- EXTRACT
=== Section Start ===

My husband bought many porn videos when we dated. I thought it was just a phase, as he’s 14 years my junior.
We broke up once, when I’d discovered he was dating women he met online. He pledged to quit porn and online dating, so we married. He went to counselling and was “diagnosed” as NOT having a sexual addiction.
After marrying, I discovered his “hidden” porn watching, plus flirting with female co-workers. We divorced in 2009.
We got back together two years later, after his openly sharing his phone and computer passwords to win my trust. Again, after counselling, he denied sexual addiction.
He can be very charming, which is why women think he’s so sweet. He can also buy extravagant gifts and dinners until he’s broke, and I become his go-to girl again. When I’m lonely, I accept his bad habits and try again.
I’ve recently discovered renewed porn activities, plus sexting with his co-worker. When confronted, he blamed me, that I “should’ve been a better partner.”
Where can I get help for my own co-dependency?
How can I get rid of him for good, without feeling guilty?
RUN AWAY, emotionally – change your locks, phone number, email. You owe him nothing other than divorce papers. He’s used you emotionally and financially, and you’ve let him.
Keep running straight to a therapist, and persist until you recognize the cause of your low self-esteem that makes you accept shabby behaviour.
Build your own life of work, interests, travel, and learning… until you realize you’re beyond wasting time, energy, and money on a loser who never changes. He’s your nemesis, not your responsibility.
We’ll soon be visiting my in-laws after a recent big blow- up. Over several years, we’ve struggled with their unfair treatment of our children, especially when other grandchildren are present.

=== Section End ===

- EXTRACTED DATA

=== Section Start ===

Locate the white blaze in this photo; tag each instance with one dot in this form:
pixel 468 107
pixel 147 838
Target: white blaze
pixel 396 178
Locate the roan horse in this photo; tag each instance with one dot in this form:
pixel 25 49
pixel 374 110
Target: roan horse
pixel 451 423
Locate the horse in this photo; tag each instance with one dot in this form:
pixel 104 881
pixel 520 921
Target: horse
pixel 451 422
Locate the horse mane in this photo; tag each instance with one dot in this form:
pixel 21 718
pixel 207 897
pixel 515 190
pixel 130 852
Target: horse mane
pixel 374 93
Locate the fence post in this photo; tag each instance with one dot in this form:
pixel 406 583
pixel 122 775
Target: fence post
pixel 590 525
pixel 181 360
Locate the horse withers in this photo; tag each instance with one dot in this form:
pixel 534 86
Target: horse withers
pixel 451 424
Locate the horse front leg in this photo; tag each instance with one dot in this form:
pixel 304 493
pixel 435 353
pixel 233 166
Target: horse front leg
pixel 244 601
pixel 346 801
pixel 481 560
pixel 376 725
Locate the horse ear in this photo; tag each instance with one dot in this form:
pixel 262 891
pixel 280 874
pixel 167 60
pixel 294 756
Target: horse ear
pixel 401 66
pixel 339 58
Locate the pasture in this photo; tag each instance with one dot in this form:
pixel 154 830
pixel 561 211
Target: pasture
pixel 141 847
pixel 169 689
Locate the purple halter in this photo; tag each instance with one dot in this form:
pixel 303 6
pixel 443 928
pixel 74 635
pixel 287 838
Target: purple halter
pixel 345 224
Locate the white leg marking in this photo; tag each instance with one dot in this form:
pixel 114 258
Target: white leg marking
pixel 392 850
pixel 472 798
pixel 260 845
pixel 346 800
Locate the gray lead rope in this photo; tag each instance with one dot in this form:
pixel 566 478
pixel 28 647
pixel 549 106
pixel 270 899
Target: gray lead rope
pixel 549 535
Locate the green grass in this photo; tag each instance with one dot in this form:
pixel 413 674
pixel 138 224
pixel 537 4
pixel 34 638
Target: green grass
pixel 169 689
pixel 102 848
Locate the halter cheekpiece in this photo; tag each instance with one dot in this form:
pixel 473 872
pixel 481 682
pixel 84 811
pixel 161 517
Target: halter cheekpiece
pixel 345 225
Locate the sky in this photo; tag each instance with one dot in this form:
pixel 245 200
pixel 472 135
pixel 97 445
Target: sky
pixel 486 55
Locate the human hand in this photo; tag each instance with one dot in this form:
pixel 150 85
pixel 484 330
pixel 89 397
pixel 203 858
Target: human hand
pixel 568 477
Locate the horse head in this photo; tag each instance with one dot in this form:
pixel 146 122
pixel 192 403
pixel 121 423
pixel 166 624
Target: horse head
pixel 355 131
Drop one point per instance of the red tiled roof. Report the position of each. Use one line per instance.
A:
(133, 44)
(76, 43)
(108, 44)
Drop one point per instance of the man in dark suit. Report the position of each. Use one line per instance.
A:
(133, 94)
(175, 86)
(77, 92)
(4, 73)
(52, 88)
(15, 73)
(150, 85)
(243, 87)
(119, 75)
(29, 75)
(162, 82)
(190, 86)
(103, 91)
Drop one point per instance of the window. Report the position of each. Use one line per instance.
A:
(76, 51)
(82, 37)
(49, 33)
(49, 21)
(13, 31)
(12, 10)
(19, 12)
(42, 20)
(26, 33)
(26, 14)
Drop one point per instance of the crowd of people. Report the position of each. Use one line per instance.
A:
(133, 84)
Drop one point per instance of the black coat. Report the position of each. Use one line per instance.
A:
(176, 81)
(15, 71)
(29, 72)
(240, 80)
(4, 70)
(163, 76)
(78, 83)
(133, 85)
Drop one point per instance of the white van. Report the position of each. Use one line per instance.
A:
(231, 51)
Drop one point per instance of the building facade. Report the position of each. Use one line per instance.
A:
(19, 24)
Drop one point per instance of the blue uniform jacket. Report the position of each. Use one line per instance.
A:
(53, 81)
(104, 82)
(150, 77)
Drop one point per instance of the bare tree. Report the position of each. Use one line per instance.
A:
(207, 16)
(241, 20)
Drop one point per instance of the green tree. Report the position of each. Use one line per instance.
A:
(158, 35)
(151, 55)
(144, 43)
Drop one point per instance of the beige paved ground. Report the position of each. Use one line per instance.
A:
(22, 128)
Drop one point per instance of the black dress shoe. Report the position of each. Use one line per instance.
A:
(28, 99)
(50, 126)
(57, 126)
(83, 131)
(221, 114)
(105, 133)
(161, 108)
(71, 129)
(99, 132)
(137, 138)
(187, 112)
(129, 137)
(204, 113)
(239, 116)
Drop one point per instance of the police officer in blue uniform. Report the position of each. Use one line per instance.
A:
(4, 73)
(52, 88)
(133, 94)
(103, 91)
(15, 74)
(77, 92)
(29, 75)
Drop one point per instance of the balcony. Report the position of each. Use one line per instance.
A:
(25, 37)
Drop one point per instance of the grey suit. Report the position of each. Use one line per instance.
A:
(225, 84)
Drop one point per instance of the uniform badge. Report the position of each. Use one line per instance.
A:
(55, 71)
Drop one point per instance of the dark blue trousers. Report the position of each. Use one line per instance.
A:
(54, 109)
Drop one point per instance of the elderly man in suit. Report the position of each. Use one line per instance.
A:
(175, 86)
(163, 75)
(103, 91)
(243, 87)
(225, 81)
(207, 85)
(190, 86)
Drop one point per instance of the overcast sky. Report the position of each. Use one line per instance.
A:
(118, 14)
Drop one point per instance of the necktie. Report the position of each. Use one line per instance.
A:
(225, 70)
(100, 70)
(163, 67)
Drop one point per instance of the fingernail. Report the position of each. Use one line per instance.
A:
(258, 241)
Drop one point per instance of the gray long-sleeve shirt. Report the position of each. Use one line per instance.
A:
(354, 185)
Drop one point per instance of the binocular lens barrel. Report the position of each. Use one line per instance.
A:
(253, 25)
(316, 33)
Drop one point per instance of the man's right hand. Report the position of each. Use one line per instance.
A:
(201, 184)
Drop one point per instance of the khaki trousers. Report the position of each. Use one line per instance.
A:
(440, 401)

=== Section End ===

- EXERCISE A
Using the advice column, decide whether each statement agrees with it. (i) The husband is younger than the writer. (ii) The couple divorced in 2011. (iii) Counselling found that the husband had a sexual addiction. Answer yes or no for each, and quote the words that decide it.
- EXERCISE B
In the advice column, what does the reply say that seeing a therapist should accomplish for the writer?
Answer using only the advice column above.

- EXPECTED ANSWER A
(i) Yes: "he’s 14 years my junior."
(ii) No: "We divorced in 2009."
(iii) No: "He went to counselling and was “diagnosed” as NOT having a sexual addiction."

- EXPECTED ANSWER B
The reply tells the writer to keep going to a therapist and persist until she recognizes the cause of her low self-esteem. According to the reply, that low self-esteem is what makes her accept shabby behavior.